Data for the task ->

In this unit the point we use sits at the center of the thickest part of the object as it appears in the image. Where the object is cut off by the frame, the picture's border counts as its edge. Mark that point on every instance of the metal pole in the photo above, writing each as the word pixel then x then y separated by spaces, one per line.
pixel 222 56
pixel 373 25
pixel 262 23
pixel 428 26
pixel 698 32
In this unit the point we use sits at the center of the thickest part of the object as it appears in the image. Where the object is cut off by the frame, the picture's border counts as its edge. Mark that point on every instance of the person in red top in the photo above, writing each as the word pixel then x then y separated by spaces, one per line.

What you should do ->
Please output the data above as a Markdown table with the columns Row and Line, numbering each line in order and leaving out any blank lines.

Answer in full ->
| Row | Line |
|---|---|
| 1 | In this unit the point we use sits at the center of the thickest part of the object as it appears in the image. Where the object is cut off by the frame, the picture's border counts as its edge. Mark that point on every instance of the metal pole in the photo above, writing each as the word pixel then x then y separated by spaces, one per line. |
| 2 | pixel 222 56 |
| 3 | pixel 373 25 |
| 4 | pixel 262 23 |
| 5 | pixel 428 26 |
| 6 | pixel 698 32 |
| 7 | In this unit the point we use sits at the center of the thickest part of the object as it appears in the image. Where the object is cut off by the frame, the picture's border counts as its edge. Mark that point on every instance of the person in red top in the photo above, writing each as the word pixel then x then y separated by spaces, one per line. |